**Task to carry out**
The pictures get dropped, while every remaining part of the listing is copied exactly.

**Source data**
------------
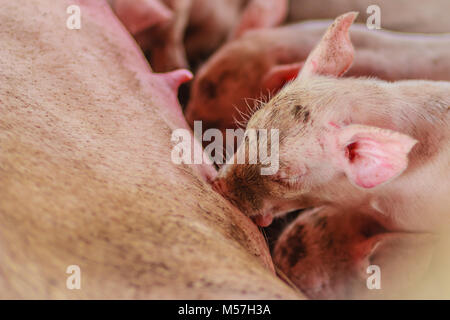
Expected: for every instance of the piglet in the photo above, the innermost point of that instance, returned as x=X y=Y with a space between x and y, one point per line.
x=138 y=15
x=382 y=147
x=260 y=62
x=330 y=253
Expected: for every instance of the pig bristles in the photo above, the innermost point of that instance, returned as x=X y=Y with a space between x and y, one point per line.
x=251 y=109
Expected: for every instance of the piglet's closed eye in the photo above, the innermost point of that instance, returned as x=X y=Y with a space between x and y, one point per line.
x=372 y=155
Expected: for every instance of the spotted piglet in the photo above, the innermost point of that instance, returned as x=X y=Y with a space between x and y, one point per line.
x=356 y=143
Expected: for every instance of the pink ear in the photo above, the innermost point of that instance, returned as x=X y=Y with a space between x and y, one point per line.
x=373 y=155
x=138 y=15
x=260 y=14
x=333 y=55
x=277 y=77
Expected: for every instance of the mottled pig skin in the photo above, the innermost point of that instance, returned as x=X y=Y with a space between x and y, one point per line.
x=326 y=251
x=260 y=62
x=86 y=176
x=198 y=27
x=398 y=15
x=376 y=146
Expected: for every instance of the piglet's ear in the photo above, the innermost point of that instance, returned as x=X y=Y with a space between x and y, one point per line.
x=373 y=155
x=279 y=75
x=403 y=258
x=260 y=14
x=333 y=55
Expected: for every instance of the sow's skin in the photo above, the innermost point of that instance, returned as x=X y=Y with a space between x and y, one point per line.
x=259 y=63
x=330 y=253
x=86 y=177
x=381 y=147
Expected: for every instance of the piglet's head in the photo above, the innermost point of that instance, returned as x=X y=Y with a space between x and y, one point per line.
x=330 y=146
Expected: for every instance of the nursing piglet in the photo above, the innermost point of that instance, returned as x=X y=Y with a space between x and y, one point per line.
x=381 y=147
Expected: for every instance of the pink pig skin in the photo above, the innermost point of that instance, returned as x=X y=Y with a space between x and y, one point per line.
x=398 y=15
x=356 y=143
x=245 y=69
x=326 y=252
x=86 y=176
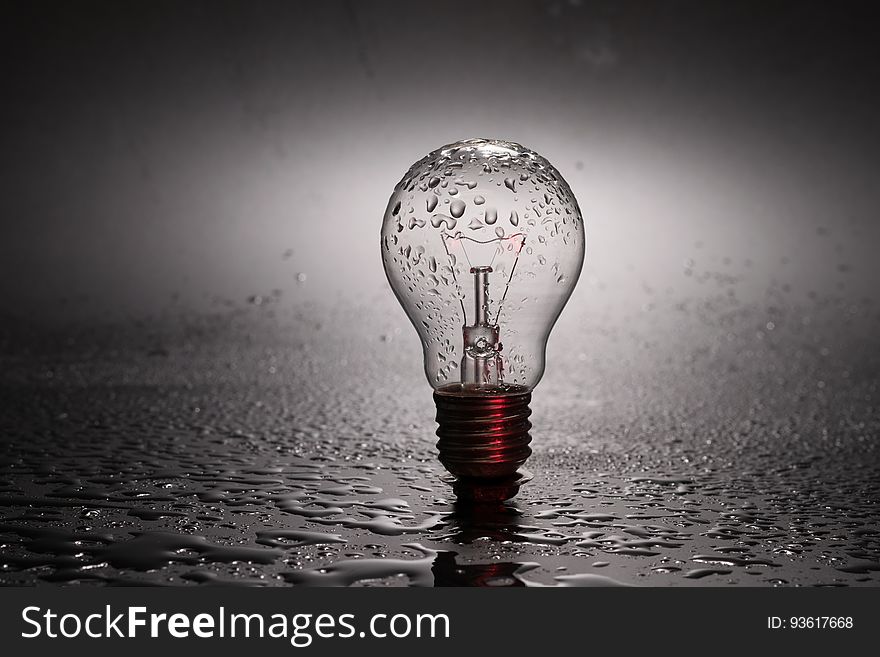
------------
**Task result**
Expected: for every instance of the piglet in the photo above, the innermost point of that instance, returned as x=X y=Y with a space between x and y, one point per line.
x=138 y=15
x=382 y=147
x=260 y=62
x=330 y=253
Expected: for every instance of the pig bristles in the photo above, the innermost point of that instance, returned as x=X y=Y with a space between x and y, one point per line.
x=251 y=109
Expected: for every instance of the piglet's closed eye in the photo above, the innermost point of that instance, returned as x=X y=Y with a space between x and y, one point per line.
x=372 y=155
Expected: for every instance of the spotted piglet in the photo above, the innermost point of that instance, returned as x=X y=Y with a space between x and y, one point per line.
x=356 y=143
Expected: for every instance of the pink ear in the photo above, the innermost point of that instance, returned as x=X y=Y with a space between x and y, one point per line.
x=373 y=155
x=138 y=15
x=260 y=14
x=333 y=55
x=277 y=77
Expected: for every instance of the mottled pig skin in the photo above, the innermost point of that instance, returned as x=X y=Y with a space between x and y, one point per line.
x=326 y=251
x=260 y=62
x=86 y=176
x=198 y=27
x=398 y=15
x=376 y=146
Expected: for every instance of the piglet's ear in the photo above, the innermost point of that instance, returned as x=X y=Y with a space between x and y, one point per line.
x=373 y=155
x=279 y=75
x=403 y=258
x=260 y=14
x=333 y=55
Expected: for every instance of the sow's skin in the photo above, the innermost point of that instance, returned as x=X y=Y with a space between x and y, one point per line.
x=259 y=63
x=330 y=253
x=86 y=177
x=381 y=147
Expected: for every instance of the piglet's head in the photo above, the innermost point of that instance, returned as x=X y=Y with a space between x and y, one point per line.
x=330 y=146
Expected: for every instance of the nursing piglet in the photo above, the innermost point of that instance, returned as x=X y=Y with a space between x and y, one point per line.
x=381 y=147
Expected: for every instance of the pink pig skin in the photo above, the innermost point of that instance, returned as x=X y=Y with a space between x and y, one point per line.
x=398 y=15
x=356 y=143
x=245 y=69
x=326 y=252
x=86 y=176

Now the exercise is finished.